◆ GIVEN TASK
Rewrite the portion of the material that starts with the line containing "Where can the microphone stand" and continues through the end of the material, replacing "flag bearer" with "standard bearer" and leaving everything else unchanged. Omit the pictures from your answer.

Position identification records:
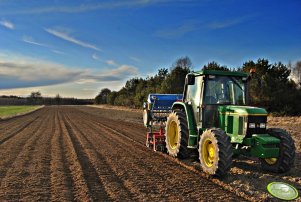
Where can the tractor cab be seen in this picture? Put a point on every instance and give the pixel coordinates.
(207, 90)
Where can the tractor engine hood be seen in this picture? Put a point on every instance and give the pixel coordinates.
(242, 110)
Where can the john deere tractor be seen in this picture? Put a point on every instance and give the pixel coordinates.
(212, 117)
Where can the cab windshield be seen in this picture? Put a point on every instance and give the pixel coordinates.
(225, 90)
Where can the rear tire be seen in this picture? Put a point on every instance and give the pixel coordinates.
(215, 152)
(177, 135)
(286, 158)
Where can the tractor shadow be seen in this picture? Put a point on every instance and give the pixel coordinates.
(248, 172)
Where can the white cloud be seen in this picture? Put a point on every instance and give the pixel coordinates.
(111, 62)
(59, 52)
(135, 59)
(96, 57)
(99, 6)
(7, 24)
(65, 36)
(225, 24)
(179, 31)
(30, 40)
(17, 72)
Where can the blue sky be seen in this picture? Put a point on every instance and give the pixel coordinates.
(76, 48)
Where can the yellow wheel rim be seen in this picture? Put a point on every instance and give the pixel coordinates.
(173, 135)
(271, 161)
(208, 153)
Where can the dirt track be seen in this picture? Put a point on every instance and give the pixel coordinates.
(70, 153)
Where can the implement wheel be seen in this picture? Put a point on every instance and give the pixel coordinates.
(285, 161)
(215, 152)
(146, 117)
(176, 136)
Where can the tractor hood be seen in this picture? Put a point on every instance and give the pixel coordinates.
(242, 110)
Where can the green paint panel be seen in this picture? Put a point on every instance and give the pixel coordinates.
(193, 134)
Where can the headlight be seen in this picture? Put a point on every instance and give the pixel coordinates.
(251, 125)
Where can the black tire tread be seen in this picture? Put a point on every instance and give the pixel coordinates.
(182, 152)
(225, 152)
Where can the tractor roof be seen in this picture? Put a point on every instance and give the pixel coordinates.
(219, 72)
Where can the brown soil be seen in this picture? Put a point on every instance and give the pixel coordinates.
(87, 154)
(246, 177)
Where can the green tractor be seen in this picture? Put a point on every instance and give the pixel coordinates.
(213, 118)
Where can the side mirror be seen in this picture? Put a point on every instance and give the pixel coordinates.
(190, 79)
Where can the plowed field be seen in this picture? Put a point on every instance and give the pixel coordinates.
(78, 153)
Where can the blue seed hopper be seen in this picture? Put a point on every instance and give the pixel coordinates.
(156, 110)
(158, 106)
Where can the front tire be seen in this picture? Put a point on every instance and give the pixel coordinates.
(286, 158)
(177, 134)
(215, 152)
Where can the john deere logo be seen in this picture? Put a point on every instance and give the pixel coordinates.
(282, 191)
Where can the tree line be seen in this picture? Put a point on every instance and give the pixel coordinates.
(36, 98)
(277, 87)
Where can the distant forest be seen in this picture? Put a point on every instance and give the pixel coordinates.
(278, 88)
(36, 98)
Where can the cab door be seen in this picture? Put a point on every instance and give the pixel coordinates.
(193, 97)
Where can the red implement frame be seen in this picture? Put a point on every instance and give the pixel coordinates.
(156, 140)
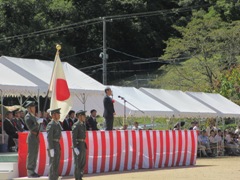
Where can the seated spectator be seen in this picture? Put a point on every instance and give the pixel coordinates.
(201, 148)
(46, 120)
(231, 146)
(177, 126)
(204, 141)
(91, 123)
(11, 131)
(237, 131)
(210, 128)
(68, 122)
(196, 127)
(17, 121)
(2, 133)
(213, 142)
(192, 125)
(22, 115)
(125, 127)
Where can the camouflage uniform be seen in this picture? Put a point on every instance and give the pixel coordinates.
(53, 136)
(78, 139)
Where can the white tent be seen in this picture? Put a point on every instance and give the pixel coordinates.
(83, 88)
(223, 106)
(12, 84)
(40, 71)
(182, 104)
(138, 103)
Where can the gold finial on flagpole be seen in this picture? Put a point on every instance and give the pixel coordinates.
(58, 47)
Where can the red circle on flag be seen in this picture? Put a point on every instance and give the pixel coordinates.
(62, 91)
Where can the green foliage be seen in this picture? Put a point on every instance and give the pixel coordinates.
(207, 48)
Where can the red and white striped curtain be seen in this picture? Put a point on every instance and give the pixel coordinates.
(118, 151)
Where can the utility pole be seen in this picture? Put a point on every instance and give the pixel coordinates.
(104, 55)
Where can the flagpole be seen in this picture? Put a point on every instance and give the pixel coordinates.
(58, 47)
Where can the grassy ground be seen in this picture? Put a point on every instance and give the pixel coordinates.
(220, 168)
(168, 123)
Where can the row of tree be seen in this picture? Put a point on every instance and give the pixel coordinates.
(205, 55)
(198, 39)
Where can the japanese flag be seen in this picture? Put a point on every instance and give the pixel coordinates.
(60, 97)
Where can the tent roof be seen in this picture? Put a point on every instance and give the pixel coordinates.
(138, 100)
(12, 83)
(183, 104)
(40, 71)
(223, 106)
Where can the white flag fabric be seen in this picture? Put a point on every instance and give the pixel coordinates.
(60, 94)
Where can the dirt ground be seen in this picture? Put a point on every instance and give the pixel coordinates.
(220, 168)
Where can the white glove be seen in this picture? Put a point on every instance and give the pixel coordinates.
(51, 152)
(76, 151)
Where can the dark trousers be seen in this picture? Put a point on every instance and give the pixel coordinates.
(80, 161)
(109, 123)
(33, 144)
(54, 162)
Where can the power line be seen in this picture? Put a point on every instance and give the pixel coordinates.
(85, 52)
(99, 20)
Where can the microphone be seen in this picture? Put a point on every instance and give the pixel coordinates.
(120, 97)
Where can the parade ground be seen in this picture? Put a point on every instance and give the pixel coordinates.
(219, 168)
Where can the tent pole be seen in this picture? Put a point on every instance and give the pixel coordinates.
(3, 133)
(38, 99)
(46, 99)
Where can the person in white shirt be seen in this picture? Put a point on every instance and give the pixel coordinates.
(136, 127)
(238, 130)
(219, 140)
(196, 126)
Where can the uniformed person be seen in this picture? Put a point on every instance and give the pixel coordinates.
(53, 136)
(33, 139)
(79, 145)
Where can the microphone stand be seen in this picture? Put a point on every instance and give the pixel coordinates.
(125, 101)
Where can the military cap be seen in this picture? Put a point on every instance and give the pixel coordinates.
(52, 111)
(107, 89)
(70, 112)
(29, 103)
(8, 112)
(93, 110)
(182, 123)
(16, 111)
(81, 112)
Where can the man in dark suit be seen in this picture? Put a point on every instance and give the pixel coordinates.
(18, 123)
(11, 130)
(33, 138)
(68, 122)
(109, 111)
(91, 123)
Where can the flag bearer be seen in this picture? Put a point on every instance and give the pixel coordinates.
(79, 144)
(53, 137)
(33, 139)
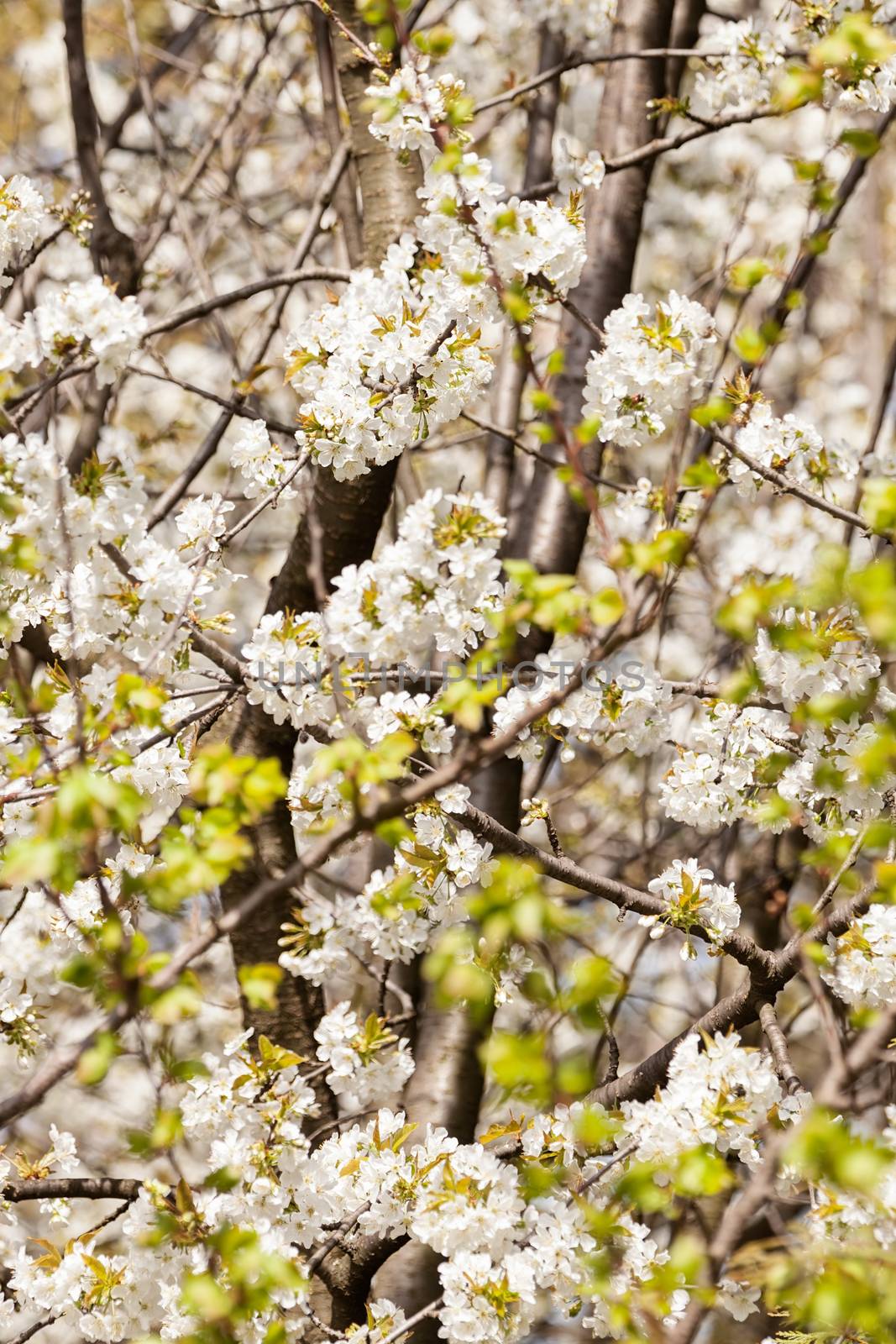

◆ RESPONSE TO THIS TASK
Where can the microphone stand be seen in this picture? Put a point on every instance and give the pixel coordinates.
(125, 101)
Where can the military cap be seen in this picture? Put a point on every instance and give the pixel coordinates.
(52, 111)
(107, 89)
(70, 112)
(29, 103)
(8, 112)
(93, 110)
(182, 123)
(16, 111)
(81, 112)
Where can the man in dark suit be seen in this picture? Put a point on every instance and give the pixel coordinates.
(18, 123)
(11, 130)
(33, 138)
(68, 122)
(109, 111)
(91, 123)
Where can the standard bearer be seen in this picture? Put a point on every instance and give the pixel coordinates.
(79, 144)
(53, 137)
(33, 139)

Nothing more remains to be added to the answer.